__SOURCE EXTRACT__.
---
Communists vs 'United Russia'

The Oryol Region has always been regarded as part of Russia's so-called Red Belt. Initially this was due to the local population's vocal nostalgia for the Soviet regime and the guarantees it had provided to everyone regardless of income. However, electoral support in the region for the Communist Party of the Russian Federation (CPRF) has gradually turned from a mere demonstration of loyalty to the idea of socialism into a protest against the ruling party and the candidates it promotes.

Strictly speaking, this has been the only form of protest available to the citizens of Oryol, broken and impoverished by years of reforms: the ballot papers no longer include the box 'none of the above' and the local branches of every party other than CPRF are invisible and inaudible. Local party leaders, who are as a rule appointed by the national party executive, seem to be intent on doing everything to prevent their party from gaining any weight or influence, that is to say, they do nothing at all. One can therefore say that a high proportion of those voting for the CPRF – in the latest municipal elections in March this year, 37% of those who turned out to vote in the region's largest population centres, Oryol and Livny, cast their vote for the Communists – represent a protest vote, suggesting that society in Oryol Region is basically split down the middle. This is what has been the greatest surprise of the spring elections. 

"Against the background of serious economic and social problems plaguing the region – which include the breakdown of industrial production, dysfunctional agriculture and the mass defections of young people to neighbouring regions because of the lack of jobs and low wages – United Russia has been losing influence."

In two months' time the voters in Oryol Region will be electing not just deputies for the Russian Federation State Duma but a new regional legislative assembly, the Oryol Regional Council of People's Deputies. Against the background of serious economic and social problems plaguing the region – which include the breakdown of industrial production, dysfunctional agriculture and the mass defections of young people to neighbouring regions because of the lack of jobs and low wages – United Russia has been losing influence.
---
__ROWS__.
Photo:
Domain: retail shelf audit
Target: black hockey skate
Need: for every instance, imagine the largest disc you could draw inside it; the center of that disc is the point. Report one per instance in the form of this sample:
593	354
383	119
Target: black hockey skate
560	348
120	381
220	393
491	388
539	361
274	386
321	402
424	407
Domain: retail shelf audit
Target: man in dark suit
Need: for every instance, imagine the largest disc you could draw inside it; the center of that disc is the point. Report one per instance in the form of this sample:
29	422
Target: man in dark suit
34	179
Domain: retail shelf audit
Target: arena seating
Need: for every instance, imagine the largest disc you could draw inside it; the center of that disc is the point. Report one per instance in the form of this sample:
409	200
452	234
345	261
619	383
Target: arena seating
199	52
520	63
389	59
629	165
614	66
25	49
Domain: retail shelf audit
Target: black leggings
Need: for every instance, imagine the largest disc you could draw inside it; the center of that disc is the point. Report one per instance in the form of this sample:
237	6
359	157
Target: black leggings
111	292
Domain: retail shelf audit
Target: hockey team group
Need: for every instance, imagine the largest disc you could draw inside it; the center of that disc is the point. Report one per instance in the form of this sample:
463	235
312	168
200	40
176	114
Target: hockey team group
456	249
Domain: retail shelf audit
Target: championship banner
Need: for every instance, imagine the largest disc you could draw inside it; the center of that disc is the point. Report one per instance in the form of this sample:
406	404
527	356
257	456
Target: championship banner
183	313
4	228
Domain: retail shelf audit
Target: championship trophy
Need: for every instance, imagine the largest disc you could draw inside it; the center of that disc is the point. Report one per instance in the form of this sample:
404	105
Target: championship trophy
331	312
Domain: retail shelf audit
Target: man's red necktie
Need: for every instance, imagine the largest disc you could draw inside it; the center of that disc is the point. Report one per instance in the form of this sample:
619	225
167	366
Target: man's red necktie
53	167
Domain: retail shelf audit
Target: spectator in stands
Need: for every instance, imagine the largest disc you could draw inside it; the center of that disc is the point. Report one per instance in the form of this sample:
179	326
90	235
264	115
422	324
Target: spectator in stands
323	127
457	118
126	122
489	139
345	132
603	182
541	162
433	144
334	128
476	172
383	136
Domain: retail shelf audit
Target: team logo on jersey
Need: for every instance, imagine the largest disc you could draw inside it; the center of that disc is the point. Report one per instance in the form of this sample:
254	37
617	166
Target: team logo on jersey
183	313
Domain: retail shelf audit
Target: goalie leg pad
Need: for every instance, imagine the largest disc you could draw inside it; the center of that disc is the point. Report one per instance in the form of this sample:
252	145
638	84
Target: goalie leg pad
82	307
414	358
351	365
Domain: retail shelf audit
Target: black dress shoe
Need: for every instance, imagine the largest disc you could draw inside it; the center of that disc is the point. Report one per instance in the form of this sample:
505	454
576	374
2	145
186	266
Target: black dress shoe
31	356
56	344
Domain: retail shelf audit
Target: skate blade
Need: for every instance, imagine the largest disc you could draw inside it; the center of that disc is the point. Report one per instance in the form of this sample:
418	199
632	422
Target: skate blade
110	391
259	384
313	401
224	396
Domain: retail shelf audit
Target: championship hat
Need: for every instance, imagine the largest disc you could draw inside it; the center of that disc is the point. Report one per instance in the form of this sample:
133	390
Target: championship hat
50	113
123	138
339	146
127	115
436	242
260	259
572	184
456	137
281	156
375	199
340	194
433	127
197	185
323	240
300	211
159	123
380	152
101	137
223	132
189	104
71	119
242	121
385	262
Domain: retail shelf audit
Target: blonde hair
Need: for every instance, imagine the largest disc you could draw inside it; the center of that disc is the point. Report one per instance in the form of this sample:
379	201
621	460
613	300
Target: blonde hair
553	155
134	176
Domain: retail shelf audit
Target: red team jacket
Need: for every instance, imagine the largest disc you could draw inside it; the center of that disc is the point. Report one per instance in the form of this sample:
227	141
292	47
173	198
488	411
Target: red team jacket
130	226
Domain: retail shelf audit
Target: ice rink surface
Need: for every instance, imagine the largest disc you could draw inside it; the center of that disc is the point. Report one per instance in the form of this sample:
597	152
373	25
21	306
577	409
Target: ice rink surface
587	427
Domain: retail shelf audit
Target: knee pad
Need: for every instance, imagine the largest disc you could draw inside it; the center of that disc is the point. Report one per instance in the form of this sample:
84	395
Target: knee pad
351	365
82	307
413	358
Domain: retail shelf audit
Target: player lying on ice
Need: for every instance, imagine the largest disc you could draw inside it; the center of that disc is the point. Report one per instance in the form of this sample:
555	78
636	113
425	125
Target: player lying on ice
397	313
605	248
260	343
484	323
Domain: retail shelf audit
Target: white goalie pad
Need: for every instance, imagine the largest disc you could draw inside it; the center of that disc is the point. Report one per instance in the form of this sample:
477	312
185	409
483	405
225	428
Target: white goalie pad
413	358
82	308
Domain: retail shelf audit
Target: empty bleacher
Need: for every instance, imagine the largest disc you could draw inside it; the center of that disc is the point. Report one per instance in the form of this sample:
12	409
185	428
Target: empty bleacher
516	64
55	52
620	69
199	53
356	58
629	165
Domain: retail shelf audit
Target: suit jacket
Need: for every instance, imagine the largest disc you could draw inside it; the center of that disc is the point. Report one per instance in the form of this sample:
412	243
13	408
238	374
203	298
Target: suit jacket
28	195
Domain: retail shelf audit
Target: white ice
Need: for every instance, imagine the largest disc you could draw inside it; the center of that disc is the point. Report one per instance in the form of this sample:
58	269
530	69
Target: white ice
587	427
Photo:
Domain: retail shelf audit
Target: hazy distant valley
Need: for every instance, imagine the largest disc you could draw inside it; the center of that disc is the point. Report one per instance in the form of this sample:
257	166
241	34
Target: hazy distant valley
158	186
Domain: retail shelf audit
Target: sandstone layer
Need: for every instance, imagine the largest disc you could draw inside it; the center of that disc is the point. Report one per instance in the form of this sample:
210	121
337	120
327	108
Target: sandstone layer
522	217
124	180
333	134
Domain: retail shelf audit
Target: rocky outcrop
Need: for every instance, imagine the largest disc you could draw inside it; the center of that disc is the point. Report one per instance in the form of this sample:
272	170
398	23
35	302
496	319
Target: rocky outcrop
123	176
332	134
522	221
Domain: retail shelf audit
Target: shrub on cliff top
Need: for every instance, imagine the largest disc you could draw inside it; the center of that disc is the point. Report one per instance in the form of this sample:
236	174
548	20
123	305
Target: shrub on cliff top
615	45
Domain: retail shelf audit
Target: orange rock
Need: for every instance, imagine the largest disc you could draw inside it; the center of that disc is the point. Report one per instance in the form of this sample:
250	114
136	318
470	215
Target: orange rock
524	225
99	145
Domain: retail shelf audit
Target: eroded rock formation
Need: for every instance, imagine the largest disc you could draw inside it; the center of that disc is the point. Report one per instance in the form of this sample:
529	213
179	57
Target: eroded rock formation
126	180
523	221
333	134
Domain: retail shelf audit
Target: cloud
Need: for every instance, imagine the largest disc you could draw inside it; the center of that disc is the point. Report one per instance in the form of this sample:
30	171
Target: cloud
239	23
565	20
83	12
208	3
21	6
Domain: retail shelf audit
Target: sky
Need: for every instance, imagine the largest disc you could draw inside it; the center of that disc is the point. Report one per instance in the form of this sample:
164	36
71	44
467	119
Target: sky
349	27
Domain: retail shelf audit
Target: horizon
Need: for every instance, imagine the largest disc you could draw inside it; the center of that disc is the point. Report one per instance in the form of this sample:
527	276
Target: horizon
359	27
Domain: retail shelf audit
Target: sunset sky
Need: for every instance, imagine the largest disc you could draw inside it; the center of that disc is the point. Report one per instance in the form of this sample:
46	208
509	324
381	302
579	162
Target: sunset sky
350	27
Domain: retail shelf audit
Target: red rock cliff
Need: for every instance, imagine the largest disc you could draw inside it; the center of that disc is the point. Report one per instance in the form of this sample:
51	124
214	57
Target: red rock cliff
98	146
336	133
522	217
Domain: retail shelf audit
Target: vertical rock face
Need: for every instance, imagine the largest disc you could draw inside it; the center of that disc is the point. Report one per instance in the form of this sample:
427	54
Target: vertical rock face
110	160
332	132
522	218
---
__REQUIRED TASKS__.
1. Edit the part of the Oryol Region elections text that opens with the words containing "Communists vs 'United" and closes with "candidates it promotes.", changing "CPRF" to "KPRF".
2. Could you resume the text on the Oryol Region elections from where it stops?

__SET OF ANSWERS__.
1.
Communists vs 'United Russia'

The Oryol Region has always been regarded as part of Russia's so-called Red Belt. Initially this was due to the local population's vocal nostalgia for the Soviet regime and the guarantees it had provided to everyone regardless of income. However, electoral support in the region for the Communist Party of the Russian Federation (KPRF) has gradually turned from a mere demonstration of loyalty to the idea of socialism into a protest against the ruling party and the candidates it promotes.

2.
According to unofficial information, the latest polls suggest that no more than 18% of the Oryol Region inhabitants are prepared to cast their vote for 'United Russia' (UR), while the Communists enjoy ratings twice as high; the ruling party has a higher level of support in the region's districts, although even here the voting preferences are rather worrying for 'United Russia'. The ratings of the party in general, and Governor Aleksandr Kozlov in particular, are also very low. It is no coincidence that, as opposed to 30 other governors representing 'United Russia', the party leadership did not recommend that Kozlov be featured at the top of the party ballot in Oryol, as announced in early August by Sergei Neverov, the acting secretary of the UR general council's presidium. 

Oryo_communist_demo

Communist party supporters are mostly elderly. The party's anti-Putin rhetoric belies the fact that in reality it plays by Kremlin rules.

Nor is it a coincidence that there has been talk among Oryol Communists of aiming to gain half the seats on the Regional Council and to send at least one deputy to the State Duma. 

In light of the slipping trust on the part of local the population the struggle for the top three candidate places for the Duma has also intensified within 'United Russia' itself. 

Candidates and voting procedures

The conduct of the primaries organized by the local 'United Russia' branch under the banner of the United National Front has puzzled outside observers as well as voters. The ballot papers and the vote count were virtually unchecked, and for some reason the name of UR member Viktor Safyanov – who was registered as candidate for the office of Oryol Mayor and who had long irked the regional authorities with his rather tough stand on safeguarding municipal property – was missing from the electoral roll. On the other hand, the list included State Duma Deputy for Nizhny Novgorod Roman Antonov, who has no links with the region whatsoever.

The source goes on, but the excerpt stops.